*Prompt 1*
Quote the part of the passage on drug-facilitated sexual assault that begins with the words containing "Such hesitancy to" and ends with "know their perpetrators.".
*Prompt 2*
Extend the passage on drug-facilitated sexual assault, picking up after its final sentence.

*Passage shown*
==*==

The problem that exists in cases of drug-facilitated sexual assault or where the victim is incapacitated is many victims may not recognize that they have been raped. Even if they know they were forced, the fact that either they were under the influence of drugs or their assailant was means for them the lines of accountability may get blurry. For example recently there was a case where a young-college aged woman stated she had went to a party and a guy asked to hook up with her. She said no to him, and then he lured her into a room by begging her to help him with an emergency. She did so and he raped her. She wasn't really clear whether it was rape or not because the assailant had been drunk. In this case the victim was not incapacitated or under the influence of drugs but the assailant was and he used that to his advantage telling her that at parties it is normal for people to have sex. While she knew that something was wrong, it was difficult for her to label it rape.

Such hesitancy to frame it as rape as well as to blame one-self for what happened has translated into low rates of reporting. For example for sexual assault cases for women in colleges, the reporting rate is 12%. The number is ever smaller for victims of drug-facilitated sexual assault who report. Some of the reasons why college-aged women do not take action against the perpetrator include not wanting their peers and social-support systems to know about the rape, the fear of retaliation, the uncertainty about whether a crime actually occurred, and the victim may not be sure whether the crime was serious enough to report. Again within drug-facilitated sexual assault cases, most victims know their perpetrators.

==*==

*Data provided*

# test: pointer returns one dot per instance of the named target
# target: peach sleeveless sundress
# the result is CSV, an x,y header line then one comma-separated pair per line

==*==

*Written response 1*
Such hesitancy to frame it as rape as well as to blame one-self for what happened has translated into low rates of reporting. For example for sexual assault cases for women in colleges, the reporting rate is 12%. The number is ever smaller for victims of drug-facilitated sexual assault who report. Some of the reasons why college-aged women do not take action against the perpetrator include not wanting their peers and social-support systems to know about the rape, the fear of retaliation, the uncertainty about whether a crime actually occurred, and the victim may not be sure whether the crime was serious enough to report. Again within drug-facilitated sexual assault cases, most victims know their perpetrators.

*Written response 2*
From the perspective of perpetrators, Abbey, Parkhhill, Clinton-Sherrod, Zawacki (2007), in their study compared men who committed sexual assaults found that on the contrary to what social views may think, perpetrators usually pick the victims and then isolate them from their friends or social circle. The perpetrators will often come off as if they are rescuing the victim by offering an incapacitated individual(drunk, high, or passed out) to what they will convey to the victim as a safe place. Perpetrators will use the fact that the victim was intoxicated to convince them their assault was consensual or normal, and that is how things are. This is even if the victim remembers. An overwhelming majority of these perpetrators are repeat offenders who have targeted multiple victims. Therefore contrary to what society may think when perpetrators who commit such assaults do it because they are incapacitated is misleading and is another place for perpetrators to have the space to commit rapes and violate others without having to worry about the consequences. It is important to mention that while the statistics in the national study focused on college-aged women, men are also victims of drug facilitated sexual assaulted.

However we can stand firm and work to prevent such incidents from occurring. We can be more attentive when we are out in social gatherings, at parties, in clubs, and bars. We can educate men and women about the devestating crime the drug facilitated sexual assault is and the physical as well as psychological scars that victims will suffer from. On the most basic level we can start by changing our own attitudes towards drug-facilitated-sexual assault where we usually place the blame on the victim rather than giving them the social support, which can be instrumental in the recovery process.